» **Requests**
[1] Answer these questions from the book review:
(a) In what year was Stewart hired to host The Daily Show?
(b) Who hosted The Daily Show before Stewart?
(c) What does Comedy Central bill the show as?
[2] Reproduce a passage of the book review word for word. Begin at the words "Using textbook layout, each" and stop after "red states goodbye.".

Friday, December 10, 2004

Two Times Funny

The Daily Show with Jon Stewart Presents America (The Book): A Citizen’s Guide to Democracy Inaction, by the writers of The Daily Show and Jon Stewart, Warner Books, 2004


The Daily Show with Jon Stewart Presents: America, the Book: The Audiobook, Warner Adult, 2004

Years ago, I picked up Jon Stewart’s Naked Pictures of Famous People on a whim. This was before his TV show and his elevation to icon status, and I thought it would be basically what most comedians’ output resembles, paragraphically arranged standup routines, a collection of bits you’ve heard a million times already. To my surprise, Stewart proved himself intelligent, hysterically funny, and unwilling to recycle his standup act for publication. The overwhelming impression I was left with reminded me of Woody Allen, but more profane, much more profane.

If I have one regret about not having cable, it is that I am unable to watch Comedy Central’s The Daily Show with Jon Stewart. Prior to Stewart’s tenure, The Daily Show was a puff piece comedy sketch program showcasing ESPN’s Craig Kilborn making wisecracks about current news. In 1999, with the hiring of Stewart (Kilborn going on to CBS’s The Late Late Show), The Daily Show sharpened its focus, its tongues, and its knives.

The result has been an immense success for Stewart and what Comedy Central bills as “The Most Trusted Name in Fake News.” Capitalizing on this success, Stewart and his show’s writers have put together America: The Book, a faux textbook outlining Democracy Before America, Congress: Quagmire of Freedom, The Media: Democracy’s Valiant Vulgarians, and The Rest of the World: International House of Horrors.

Using textbook layout, each chapter tells an error riddled, amusing summary of the various branches of government, elections, and other failures of democracy. Each page is illustrated with graphs, charts, archival photos, pull quotes, footnotes, and quizzes. Breaking up the text are tables that allow you to decide which of the Founding Mothers was a FMILF as well one in which you Meet Your Lobbyists (such as Big Tobacco who are listed as representing: “The fine people behind Kent, Kool, Benson & Hedges, Salem, Virginia Slims, Lucky Strike, and yes, you hippie jackasses, American Spirit”). Other tables explain why the Founding Fathers would be unelectable today.

  • Benjamin Franklin: Loved the ladies. Loved ‘em old, young, fat, thin, whatever…Also, once wrote: ‘As to Jesus…I have some doubts as to his divinity.’ Kiss red states goodbye.
  • Thomas Jefferson: ‘Ms. Hemings? Connie Chung on line one.’
  • George Washington: Bad teeth and syphilis.
  • Alexander Hamilton: Had unfortunate tendency to duel…and lose.

» **Listed entries**
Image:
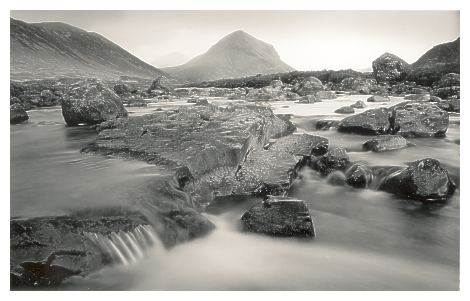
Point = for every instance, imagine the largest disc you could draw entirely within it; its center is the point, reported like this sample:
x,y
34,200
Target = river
x,y
366,240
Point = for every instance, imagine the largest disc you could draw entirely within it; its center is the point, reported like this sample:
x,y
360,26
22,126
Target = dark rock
x,y
371,122
17,114
390,68
308,86
385,143
378,98
335,159
279,217
417,119
423,179
325,95
345,110
358,105
91,102
359,176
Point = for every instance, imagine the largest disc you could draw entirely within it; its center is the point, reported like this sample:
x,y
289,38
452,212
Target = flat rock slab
x,y
279,216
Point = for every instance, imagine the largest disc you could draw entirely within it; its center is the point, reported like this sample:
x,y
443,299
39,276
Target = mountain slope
x,y
55,49
236,55
439,60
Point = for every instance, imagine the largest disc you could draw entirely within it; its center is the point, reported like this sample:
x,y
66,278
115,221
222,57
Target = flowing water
x,y
366,240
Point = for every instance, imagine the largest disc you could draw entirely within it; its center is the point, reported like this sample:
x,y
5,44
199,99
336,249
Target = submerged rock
x,y
418,119
385,143
358,105
345,110
423,179
17,114
374,121
359,176
378,98
308,86
335,159
91,102
278,216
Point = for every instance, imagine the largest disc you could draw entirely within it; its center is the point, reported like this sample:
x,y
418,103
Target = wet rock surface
x,y
91,102
424,179
17,114
385,143
279,217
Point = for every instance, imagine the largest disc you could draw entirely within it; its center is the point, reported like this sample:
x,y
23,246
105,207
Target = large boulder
x,y
359,176
424,179
17,114
279,216
385,143
371,122
389,68
308,86
418,119
335,159
91,102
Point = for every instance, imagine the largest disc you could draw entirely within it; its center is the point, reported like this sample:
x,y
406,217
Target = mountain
x,y
55,49
439,60
169,59
236,55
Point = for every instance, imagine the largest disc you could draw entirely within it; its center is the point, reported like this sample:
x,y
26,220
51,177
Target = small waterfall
x,y
125,247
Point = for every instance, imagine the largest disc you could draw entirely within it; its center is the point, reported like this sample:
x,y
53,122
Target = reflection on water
x,y
366,240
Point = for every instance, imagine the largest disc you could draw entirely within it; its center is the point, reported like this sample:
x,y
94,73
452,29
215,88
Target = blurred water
x,y
366,240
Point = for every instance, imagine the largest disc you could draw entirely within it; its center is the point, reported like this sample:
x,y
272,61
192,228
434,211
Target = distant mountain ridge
x,y
56,49
236,55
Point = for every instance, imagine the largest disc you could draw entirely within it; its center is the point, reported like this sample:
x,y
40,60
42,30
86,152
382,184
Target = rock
x,y
345,110
91,102
449,80
358,105
447,92
279,217
385,143
371,122
390,68
335,159
308,86
17,114
418,97
336,178
378,98
160,86
418,119
424,180
359,176
325,95
309,99
450,105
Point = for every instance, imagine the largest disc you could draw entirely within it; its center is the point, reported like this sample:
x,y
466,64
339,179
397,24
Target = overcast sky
x,y
306,40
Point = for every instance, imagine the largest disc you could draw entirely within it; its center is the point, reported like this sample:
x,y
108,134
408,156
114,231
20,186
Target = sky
x,y
306,40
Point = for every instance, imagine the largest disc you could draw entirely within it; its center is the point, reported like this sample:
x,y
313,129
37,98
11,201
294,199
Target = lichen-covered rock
x,y
385,143
424,179
335,159
345,110
359,176
378,98
371,122
418,119
17,114
358,105
91,102
308,86
390,68
279,217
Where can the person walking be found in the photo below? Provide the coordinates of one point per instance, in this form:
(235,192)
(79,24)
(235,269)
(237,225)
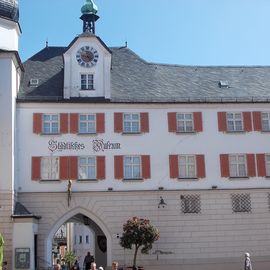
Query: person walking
(248,265)
(114,265)
(88,259)
(58,265)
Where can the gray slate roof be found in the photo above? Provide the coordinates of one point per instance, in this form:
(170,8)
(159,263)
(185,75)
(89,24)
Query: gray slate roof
(135,80)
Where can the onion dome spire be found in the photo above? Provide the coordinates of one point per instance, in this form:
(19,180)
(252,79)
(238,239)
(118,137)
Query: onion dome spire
(9,9)
(89,17)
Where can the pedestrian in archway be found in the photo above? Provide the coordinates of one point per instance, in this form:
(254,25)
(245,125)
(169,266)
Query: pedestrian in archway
(114,265)
(93,266)
(248,265)
(88,259)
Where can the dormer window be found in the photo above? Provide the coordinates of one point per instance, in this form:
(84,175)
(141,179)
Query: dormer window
(87,82)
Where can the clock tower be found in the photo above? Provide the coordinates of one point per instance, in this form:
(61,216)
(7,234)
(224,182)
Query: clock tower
(87,61)
(11,69)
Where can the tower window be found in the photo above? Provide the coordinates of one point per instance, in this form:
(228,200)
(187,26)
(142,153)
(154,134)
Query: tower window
(87,82)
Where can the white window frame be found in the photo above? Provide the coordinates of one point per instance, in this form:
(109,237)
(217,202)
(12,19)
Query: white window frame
(184,122)
(90,124)
(265,121)
(235,122)
(239,203)
(187,166)
(87,81)
(132,167)
(131,123)
(49,168)
(50,123)
(267,165)
(190,204)
(86,168)
(238,165)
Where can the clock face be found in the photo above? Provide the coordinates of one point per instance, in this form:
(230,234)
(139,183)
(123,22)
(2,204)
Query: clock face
(87,56)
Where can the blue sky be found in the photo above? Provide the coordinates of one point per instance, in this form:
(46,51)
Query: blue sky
(184,32)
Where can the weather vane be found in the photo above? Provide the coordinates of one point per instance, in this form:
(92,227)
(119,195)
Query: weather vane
(69,191)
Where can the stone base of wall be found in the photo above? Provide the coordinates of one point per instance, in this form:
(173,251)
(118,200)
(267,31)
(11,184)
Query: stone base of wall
(6,225)
(214,238)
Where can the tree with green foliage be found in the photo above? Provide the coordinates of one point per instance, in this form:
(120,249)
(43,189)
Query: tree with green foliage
(70,259)
(138,232)
(1,250)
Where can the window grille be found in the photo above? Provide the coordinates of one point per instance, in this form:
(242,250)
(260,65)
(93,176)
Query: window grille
(241,203)
(190,204)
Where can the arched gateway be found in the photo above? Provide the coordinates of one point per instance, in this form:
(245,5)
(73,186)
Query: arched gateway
(96,223)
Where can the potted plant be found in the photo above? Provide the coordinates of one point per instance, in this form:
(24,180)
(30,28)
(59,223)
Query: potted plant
(70,259)
(140,233)
(1,250)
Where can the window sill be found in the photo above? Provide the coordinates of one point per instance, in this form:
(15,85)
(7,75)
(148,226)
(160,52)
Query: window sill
(133,179)
(188,179)
(131,133)
(83,90)
(186,132)
(85,134)
(235,131)
(238,178)
(49,180)
(50,134)
(87,180)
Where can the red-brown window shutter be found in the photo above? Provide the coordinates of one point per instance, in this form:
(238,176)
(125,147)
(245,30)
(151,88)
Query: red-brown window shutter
(224,165)
(146,168)
(247,121)
(118,167)
(172,122)
(36,168)
(144,122)
(37,123)
(261,165)
(73,172)
(118,122)
(257,121)
(64,168)
(200,166)
(74,123)
(251,168)
(63,123)
(197,117)
(174,168)
(222,121)
(101,167)
(100,122)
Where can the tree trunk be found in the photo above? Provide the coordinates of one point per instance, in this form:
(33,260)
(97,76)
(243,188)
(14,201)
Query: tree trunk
(135,256)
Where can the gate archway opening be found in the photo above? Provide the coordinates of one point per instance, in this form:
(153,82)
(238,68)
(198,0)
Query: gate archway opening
(79,232)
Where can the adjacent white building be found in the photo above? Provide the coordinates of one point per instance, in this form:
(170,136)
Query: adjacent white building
(130,135)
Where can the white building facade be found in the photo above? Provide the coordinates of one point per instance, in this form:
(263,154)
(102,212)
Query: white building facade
(128,134)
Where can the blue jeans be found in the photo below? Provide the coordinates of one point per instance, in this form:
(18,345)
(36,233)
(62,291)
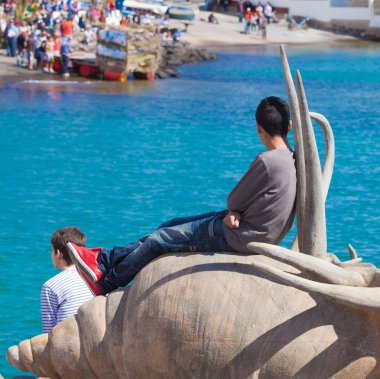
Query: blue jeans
(203,233)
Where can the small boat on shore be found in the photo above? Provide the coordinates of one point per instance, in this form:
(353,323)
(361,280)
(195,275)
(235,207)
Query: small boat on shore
(156,7)
(181,13)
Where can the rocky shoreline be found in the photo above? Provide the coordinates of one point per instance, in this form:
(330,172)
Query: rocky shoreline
(177,54)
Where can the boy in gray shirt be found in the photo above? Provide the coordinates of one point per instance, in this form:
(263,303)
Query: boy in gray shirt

» **Written answers**
[1]
(a) 1999
(b) Craig Kilborn
(c) "The Most Trusted Name in Fake News."

[2]
Using textbook layout, each chapter tells an error riddled, amusing summary of the various branches of government, elections, and other failures of democracy. Each page is illustrated with graphs, charts, archival photos, pull quotes, footnotes, and quizzes. Breaking up the text are tables that allow you to decide which of the Founding Mothers was a FMILF as well one in which you Meet Your Lobbyists (such as Big Tobacco who are listed as representing: “The fine people behind Kent, Kool, Benson & Hedges, Salem, Virginia Slims, Lucky Strike, and yes, you hippie jackasses, American Spirit”). Other tables explain why the Founding Fathers would be unelectable today.

  • Benjamin Franklin: Loved the ladies. Loved ‘em old, young, fat, thin, whatever…Also, once wrote: ‘As to Jesus…I have some doubts as to his divinity.’ Kiss red states goodbye.